■ **PROBLEM REQUIREMENTS**: Output the whole listing below exactly, omitting the images.

*** PROVIDED ENTRIES Section Begins ***

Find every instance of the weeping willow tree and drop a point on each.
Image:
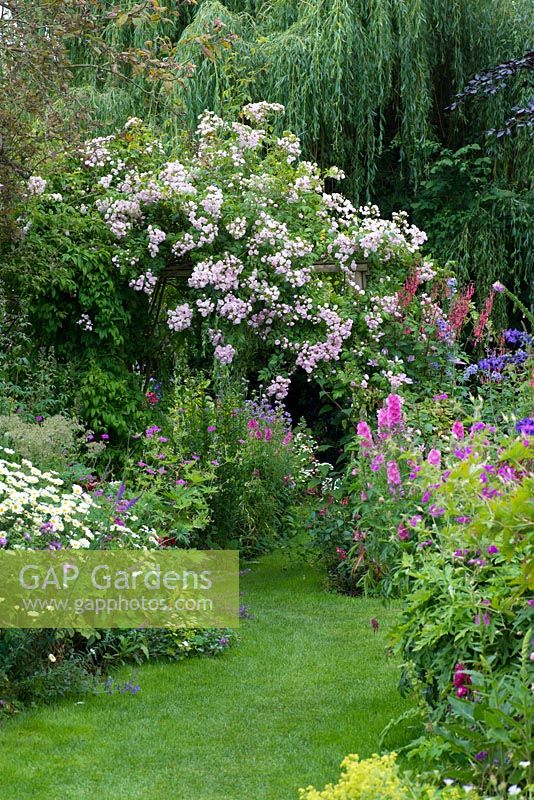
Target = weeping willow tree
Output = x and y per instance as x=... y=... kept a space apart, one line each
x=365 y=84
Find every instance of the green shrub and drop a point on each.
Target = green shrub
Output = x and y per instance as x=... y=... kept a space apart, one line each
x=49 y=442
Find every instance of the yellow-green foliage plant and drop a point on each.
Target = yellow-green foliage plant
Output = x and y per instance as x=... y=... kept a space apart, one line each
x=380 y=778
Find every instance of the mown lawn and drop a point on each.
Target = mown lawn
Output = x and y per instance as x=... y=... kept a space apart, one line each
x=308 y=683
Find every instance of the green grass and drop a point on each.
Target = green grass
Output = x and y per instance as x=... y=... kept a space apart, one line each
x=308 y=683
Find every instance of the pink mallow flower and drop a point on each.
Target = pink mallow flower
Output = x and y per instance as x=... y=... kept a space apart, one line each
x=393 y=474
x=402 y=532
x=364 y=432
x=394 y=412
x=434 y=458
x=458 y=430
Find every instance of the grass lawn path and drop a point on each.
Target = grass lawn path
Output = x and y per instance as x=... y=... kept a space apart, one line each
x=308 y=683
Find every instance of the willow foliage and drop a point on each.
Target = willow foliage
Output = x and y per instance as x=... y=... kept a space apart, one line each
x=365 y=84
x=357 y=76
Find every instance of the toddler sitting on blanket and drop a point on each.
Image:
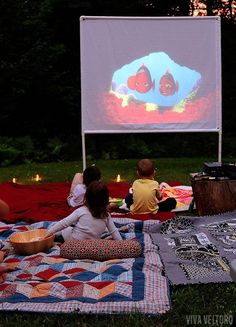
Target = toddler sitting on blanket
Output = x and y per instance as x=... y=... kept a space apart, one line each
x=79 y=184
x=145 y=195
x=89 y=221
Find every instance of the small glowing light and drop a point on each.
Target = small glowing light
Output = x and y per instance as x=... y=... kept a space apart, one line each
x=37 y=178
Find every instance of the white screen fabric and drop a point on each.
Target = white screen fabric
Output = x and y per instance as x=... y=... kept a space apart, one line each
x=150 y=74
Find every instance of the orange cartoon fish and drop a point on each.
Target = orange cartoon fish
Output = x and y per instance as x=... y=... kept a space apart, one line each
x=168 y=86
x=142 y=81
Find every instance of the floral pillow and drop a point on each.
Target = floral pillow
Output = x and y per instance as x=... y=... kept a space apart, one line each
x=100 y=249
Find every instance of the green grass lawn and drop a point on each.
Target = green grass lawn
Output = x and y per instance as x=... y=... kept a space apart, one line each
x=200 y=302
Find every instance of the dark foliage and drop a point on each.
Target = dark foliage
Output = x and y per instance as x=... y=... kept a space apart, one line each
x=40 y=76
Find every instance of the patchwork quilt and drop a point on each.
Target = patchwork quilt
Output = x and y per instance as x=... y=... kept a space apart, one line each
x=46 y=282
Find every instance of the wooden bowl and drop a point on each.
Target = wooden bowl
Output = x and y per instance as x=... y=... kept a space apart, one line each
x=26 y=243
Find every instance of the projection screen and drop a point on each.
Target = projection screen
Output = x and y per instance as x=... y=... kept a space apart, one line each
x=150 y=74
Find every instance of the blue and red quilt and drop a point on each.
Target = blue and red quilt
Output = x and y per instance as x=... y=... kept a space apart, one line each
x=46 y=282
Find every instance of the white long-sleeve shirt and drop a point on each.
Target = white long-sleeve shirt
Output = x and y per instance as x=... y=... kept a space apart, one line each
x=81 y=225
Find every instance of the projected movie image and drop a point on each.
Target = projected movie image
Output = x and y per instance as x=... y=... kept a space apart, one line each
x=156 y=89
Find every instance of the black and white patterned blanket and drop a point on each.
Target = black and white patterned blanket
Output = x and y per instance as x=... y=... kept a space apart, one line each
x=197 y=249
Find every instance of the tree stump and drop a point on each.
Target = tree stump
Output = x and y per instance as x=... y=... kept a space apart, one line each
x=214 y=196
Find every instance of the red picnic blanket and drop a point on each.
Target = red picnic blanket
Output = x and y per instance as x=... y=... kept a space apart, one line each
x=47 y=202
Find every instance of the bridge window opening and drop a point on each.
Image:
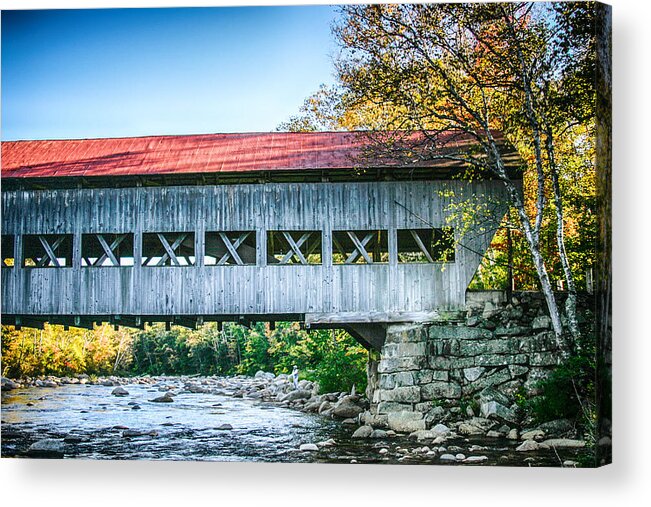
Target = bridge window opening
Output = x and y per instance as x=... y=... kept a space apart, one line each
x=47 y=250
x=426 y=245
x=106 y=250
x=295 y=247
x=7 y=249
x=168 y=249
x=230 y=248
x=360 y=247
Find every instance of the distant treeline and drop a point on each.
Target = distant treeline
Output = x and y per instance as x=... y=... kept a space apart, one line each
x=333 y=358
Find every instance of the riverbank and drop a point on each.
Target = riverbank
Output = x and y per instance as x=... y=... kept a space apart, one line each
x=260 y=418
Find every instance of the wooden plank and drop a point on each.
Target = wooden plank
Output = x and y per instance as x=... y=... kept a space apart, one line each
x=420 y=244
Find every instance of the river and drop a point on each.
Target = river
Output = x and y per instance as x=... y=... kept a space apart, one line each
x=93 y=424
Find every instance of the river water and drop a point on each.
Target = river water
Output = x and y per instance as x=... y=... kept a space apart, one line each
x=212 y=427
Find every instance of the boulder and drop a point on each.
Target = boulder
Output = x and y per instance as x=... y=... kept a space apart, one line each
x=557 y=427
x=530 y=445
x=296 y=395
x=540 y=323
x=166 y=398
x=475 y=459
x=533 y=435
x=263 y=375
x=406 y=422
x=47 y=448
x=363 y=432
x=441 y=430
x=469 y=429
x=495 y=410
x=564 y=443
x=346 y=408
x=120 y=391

*** PROVIDED ENTRIES Section Ends ***

■ **REPLY**:
Find every instance of the weeping willow tree and drop a point on each.
Image:
Target = weeping willow tree
Output = x and y per instance as x=... y=... kept a space apart, one line each
x=365 y=84
Find every instance of the green shrub and drop a point on each.
Target = green shrub
Output = x and y per instance as x=... y=... kept a space apart, one line each
x=49 y=442
Find every instance of the yellow-green foliage plant and drop a point on each.
Target = yellow-green foliage plant
Output = x and y per instance as x=... y=... kept a space apart, one line each
x=380 y=778
Find every instance of the mown lawn and drop a point on each.
Target = mown lawn
Output = x and y per instance as x=... y=... kept a space apart, one line each
x=308 y=683
Find every instance of the green grass and drop a point on each.
Target = green grass
Output = x and y per instance as x=... y=... kept a space apart, one line each
x=308 y=683
Find every instance of the pink mallow flower and drop a point on each.
Target = pink mallow flower
Output = x and y per instance as x=... y=... kept a space apart, one line each
x=393 y=474
x=402 y=532
x=364 y=432
x=394 y=412
x=434 y=458
x=458 y=430
Find every instance of the grass lawn path and drop a point on each.
Target = grass lawn path
Output = x and y per instance as x=... y=... kept a space apart, one line each
x=308 y=683
Find every instance of the willow foliage and drop a point on each.
Target = willow foliage
Output = x and y per instance as x=... y=... kept a space apart, one line each
x=365 y=84
x=357 y=76
Find every instance of the toddler sitting on blanket and drop a point on each.
Image:
Target = toddler sitting on blanket
Output = x and y per instance as x=... y=... kept a space apart, one line each
x=79 y=184
x=145 y=195
x=89 y=221
Find every instance of the small glowing light and drop a point on each.
Target = small glowing light
Output = x and y per instance as x=... y=... kept a space apart, one line each
x=37 y=178
Find every instance of the white screen fabric and drop a point on each.
Target = white screen fabric
Output = x and y per instance as x=... y=... kept a space apart, one line each
x=150 y=74
Find every instance of the orange cartoon fish and drop a point on each.
Target = orange cartoon fish
Output = x and y per instance as x=... y=... kept a space apart, one line each
x=168 y=86
x=142 y=81
Find every instance of the floral pillow and drop a point on each.
Target = floral pillow
Output = x and y per instance as x=... y=... kept a space apart, one line each
x=100 y=249
Find every instance of the green grass lawn and drop a point on each.
Target = green grass lawn
Output = x and y per instance as x=... y=... kept a space apart, one line each
x=200 y=302
Find every instance of the dark foliage and drop a point on each.
Target = dark foliage
Output = x and y per instance as x=... y=... kept a space apart, one line each
x=40 y=76
Find every instance of the patchwork quilt and drop a point on each.
Target = patchwork quilt
Output = x and y per instance as x=... y=... kept a space apart, one line each
x=46 y=282
Find every instance of the wooden bowl and drop a point on each.
Target = wooden bowl
Output = x and y per instance as x=... y=... kept a space apart, one line each
x=26 y=243
Find every instance of the projection screen and drop a point on each.
Target = projection screen
Output = x and y per instance as x=... y=... kept a space apart, one line each
x=150 y=74
Find every instance of the blue and red quilt and drop a point on each.
Target = blue and red quilt
Output = x and y per instance as x=... y=... kept a space apart, one line each
x=46 y=282
Find every instance of the white long-sleeve shirt and drop a point on each.
Target = white long-sleeve shirt
Output = x and y per instance as x=... y=... kept a space apart, one line each
x=81 y=225
Find every instance of the projected movie image and drop a point on each.
Target = projected movie image
Output = x and y per instance as x=... y=... kept a space apart, one line each
x=156 y=89
Find every instance of the black and white patterned blanket and drop a point on each.
Target = black and white patterned blanket
Output = x and y per instance as x=... y=... kept a space apart, one line each
x=197 y=249
Find every instance of the tree stump and drop a point on each.
Target = tree stump
Output = x and y per instance as x=... y=... kept a space apart, one line each
x=214 y=196
Find every instance of the red picnic blanket and drop a point on each.
Target = red picnic blanket
Output = x and y per instance as x=... y=... kept a space apart, one line each
x=47 y=202
Find every instance of the bridge window opening and drop a point on each.
Image:
Target = bridge window opening
Output = x and y per instance as x=... y=... kept a space apart, one line each
x=47 y=250
x=426 y=245
x=106 y=250
x=295 y=247
x=7 y=249
x=168 y=249
x=230 y=248
x=360 y=247
Find every instance of the distant treeline and drop a point on each.
Target = distant treeline
Output = x and y per instance as x=... y=... kept a space apart, one line each
x=333 y=358
Find every instance of the riverbank and drop a point on each.
Target = riverbank
Output = x and y per instance as x=... y=... kept a space apart, one line each
x=260 y=418
Find every instance of the wooden plank and drop a point on each.
Target = wooden plank
Output = x and y per instance as x=... y=... kept a space apart, one line each
x=420 y=244
Find every instance of the river and drop a point on each.
Target = river
Output = x and y per instance as x=... y=... kept a space apart, one line each
x=93 y=424
Find every instance of the river water and drop a point on each.
Target = river water
Output = x and y per instance as x=... y=... kept a space apart, one line each
x=212 y=427
Find every instance of the boulder and drop a point on each.
Target = boulder
Output = x and y per instance as x=... y=... kept a space apart, one line each
x=557 y=427
x=530 y=445
x=296 y=395
x=540 y=323
x=166 y=398
x=475 y=459
x=533 y=435
x=263 y=375
x=406 y=422
x=47 y=448
x=363 y=432
x=441 y=430
x=469 y=429
x=495 y=410
x=564 y=443
x=346 y=408
x=120 y=391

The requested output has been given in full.